● **Passage provided**
########################################
This brings me to the real question raised by the upheavals of 2016. In modern conditions, in which governments rarely enjoy a majority vote, most of us are living under a government of which we don’t approve. We accept to be ruled by laws and decisions made by politicians with whom we disagree, and whom we perhaps deeply dislike. How is that possible? Why don’t democracies constantly collapse, as people refuse to be governed by those they never voted for? Why do the protests of disenchanted voters crying “not my president!” peter out, and why has there been after all no mass exodus of liberals to Canada?

The answer is that democracies are held together by something stronger than politics. There is a “first person plural,” a pre-political loyalty, which causes neighbors who voted in opposing ways to treat each other as fellow citizens, for whom the government is not “mine” or “yours” but “ours,” whether or not we approve of it. Many are the flaws in this system of government, but one feature gives it an insuperable advantage over all others so far devised, which is that it makes those who exercise power accountable to those who did not vote for them. This kind of accountability is possible only if the electorate is bound together as a “we.” Only if this “we” is in place can the people trust the politicians to look after their interests. Trust enables people to cooperate in ensuring that the legislative process is reversible when it makes a mistake; it enables them to accept decisions that run counter to their individual desires and which express views of the nation and its future that they do not share. And it enables them to do this because they can look forward to an election in which they have a chance to rectify the damage.
########################################
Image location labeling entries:
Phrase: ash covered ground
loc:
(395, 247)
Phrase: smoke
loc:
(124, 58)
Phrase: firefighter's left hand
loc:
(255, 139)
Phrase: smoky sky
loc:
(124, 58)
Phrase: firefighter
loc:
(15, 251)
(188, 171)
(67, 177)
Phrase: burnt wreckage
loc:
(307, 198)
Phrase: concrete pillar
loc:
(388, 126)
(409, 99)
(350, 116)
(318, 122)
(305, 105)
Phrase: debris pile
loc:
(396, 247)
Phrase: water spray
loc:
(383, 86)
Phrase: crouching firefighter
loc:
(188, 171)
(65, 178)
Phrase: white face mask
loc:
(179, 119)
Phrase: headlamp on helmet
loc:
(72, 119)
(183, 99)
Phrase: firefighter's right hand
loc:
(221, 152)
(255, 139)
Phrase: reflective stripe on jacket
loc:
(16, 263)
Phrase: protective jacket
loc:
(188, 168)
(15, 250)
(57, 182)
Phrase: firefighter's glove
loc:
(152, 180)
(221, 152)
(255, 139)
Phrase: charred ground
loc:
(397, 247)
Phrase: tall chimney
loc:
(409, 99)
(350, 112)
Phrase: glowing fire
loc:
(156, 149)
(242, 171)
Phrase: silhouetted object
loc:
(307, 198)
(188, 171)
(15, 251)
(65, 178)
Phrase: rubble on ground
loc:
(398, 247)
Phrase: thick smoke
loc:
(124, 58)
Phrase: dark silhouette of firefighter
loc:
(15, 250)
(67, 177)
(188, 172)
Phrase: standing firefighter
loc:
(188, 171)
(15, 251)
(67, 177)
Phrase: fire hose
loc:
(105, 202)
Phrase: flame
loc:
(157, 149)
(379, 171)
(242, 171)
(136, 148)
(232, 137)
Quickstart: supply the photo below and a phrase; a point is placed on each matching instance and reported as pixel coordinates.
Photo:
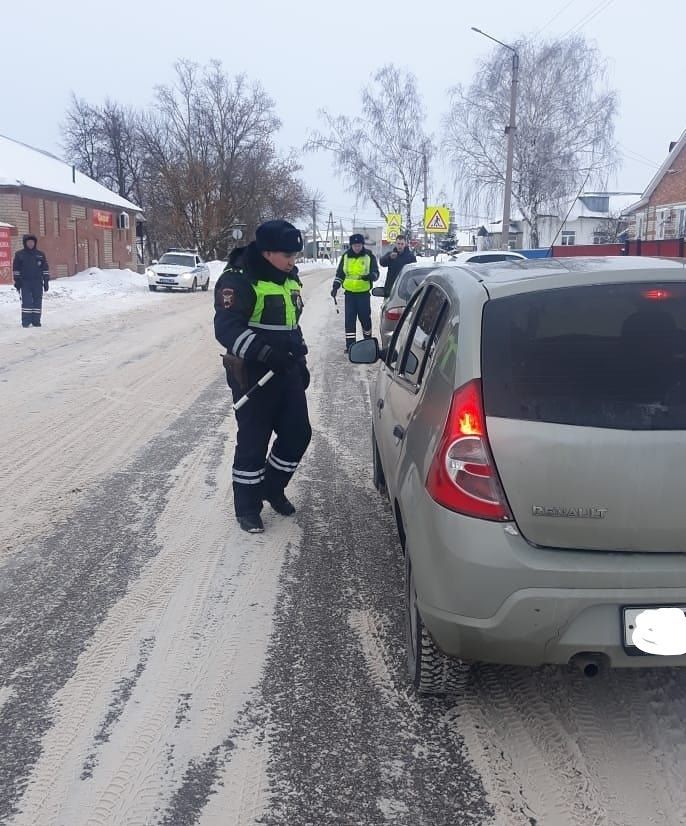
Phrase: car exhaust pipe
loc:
(590, 665)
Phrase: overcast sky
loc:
(310, 55)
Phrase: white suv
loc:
(179, 270)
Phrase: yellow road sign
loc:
(436, 219)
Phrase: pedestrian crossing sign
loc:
(436, 219)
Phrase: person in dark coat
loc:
(395, 260)
(257, 304)
(31, 278)
(357, 271)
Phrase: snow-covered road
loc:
(158, 666)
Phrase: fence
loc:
(666, 248)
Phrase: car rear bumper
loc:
(180, 282)
(550, 626)
(486, 594)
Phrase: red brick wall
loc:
(70, 240)
(672, 187)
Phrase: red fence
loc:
(667, 248)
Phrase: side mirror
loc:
(364, 352)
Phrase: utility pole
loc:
(510, 132)
(426, 194)
(330, 224)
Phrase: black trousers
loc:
(31, 302)
(357, 305)
(261, 473)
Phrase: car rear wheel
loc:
(431, 671)
(377, 470)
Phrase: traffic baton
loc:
(248, 393)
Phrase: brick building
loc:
(661, 212)
(78, 222)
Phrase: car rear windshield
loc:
(597, 356)
(178, 260)
(411, 280)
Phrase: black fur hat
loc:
(278, 236)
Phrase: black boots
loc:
(251, 522)
(283, 506)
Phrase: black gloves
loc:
(299, 350)
(304, 373)
(278, 361)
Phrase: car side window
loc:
(422, 340)
(399, 339)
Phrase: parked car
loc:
(412, 275)
(179, 270)
(529, 430)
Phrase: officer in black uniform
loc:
(257, 304)
(31, 278)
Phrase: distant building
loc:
(78, 222)
(661, 211)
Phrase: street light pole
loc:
(426, 193)
(510, 132)
(425, 176)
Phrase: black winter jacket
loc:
(30, 265)
(234, 302)
(395, 265)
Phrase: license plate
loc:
(629, 614)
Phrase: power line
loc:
(587, 19)
(634, 156)
(555, 16)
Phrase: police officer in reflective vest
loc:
(31, 278)
(257, 304)
(357, 271)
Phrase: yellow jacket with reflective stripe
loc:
(354, 270)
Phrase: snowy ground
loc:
(93, 293)
(158, 666)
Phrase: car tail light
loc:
(657, 295)
(462, 476)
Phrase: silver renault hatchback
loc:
(529, 429)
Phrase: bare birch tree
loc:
(379, 152)
(199, 161)
(564, 134)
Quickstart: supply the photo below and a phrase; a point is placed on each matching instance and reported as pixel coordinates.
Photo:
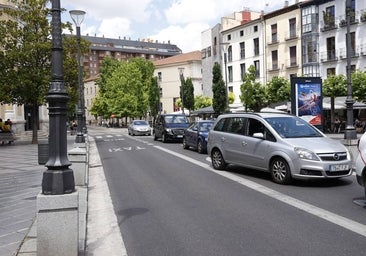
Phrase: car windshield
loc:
(140, 123)
(174, 119)
(205, 127)
(292, 127)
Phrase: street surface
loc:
(169, 201)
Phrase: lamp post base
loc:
(58, 182)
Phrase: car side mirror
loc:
(258, 135)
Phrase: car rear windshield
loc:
(174, 119)
(292, 127)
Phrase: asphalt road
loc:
(169, 201)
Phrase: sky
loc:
(179, 21)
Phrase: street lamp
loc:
(58, 179)
(350, 131)
(224, 49)
(78, 16)
(181, 76)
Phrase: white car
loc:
(361, 162)
(139, 127)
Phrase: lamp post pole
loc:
(224, 47)
(78, 16)
(181, 76)
(58, 179)
(350, 131)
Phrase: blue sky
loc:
(178, 21)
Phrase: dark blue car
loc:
(195, 135)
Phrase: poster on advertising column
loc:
(306, 99)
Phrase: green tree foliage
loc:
(25, 57)
(253, 94)
(334, 86)
(278, 90)
(358, 85)
(202, 102)
(154, 97)
(188, 92)
(124, 88)
(218, 90)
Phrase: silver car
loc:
(139, 127)
(285, 145)
(361, 162)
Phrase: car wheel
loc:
(200, 147)
(184, 143)
(280, 171)
(163, 138)
(217, 160)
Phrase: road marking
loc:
(349, 224)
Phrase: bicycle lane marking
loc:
(346, 223)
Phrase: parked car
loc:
(139, 127)
(284, 145)
(361, 162)
(170, 127)
(196, 135)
########################################
● **Exercise**
Answer these questions using the passage on democracy above.
(a) What do disenchanted voters cry in their protests?
(b) What causes neighbors who voted in opposing ways to treat each other as fellow citizens?
(c) Which feature gives democracy an insuperable advantage over the other systems devised so far?

● **Answer to this problem**
(a) They cry "not my president!"
(b) A "first person plural," a pre-political loyalty, causes this.
(c) It makes those who exercise power accountable to those who did not vote for them.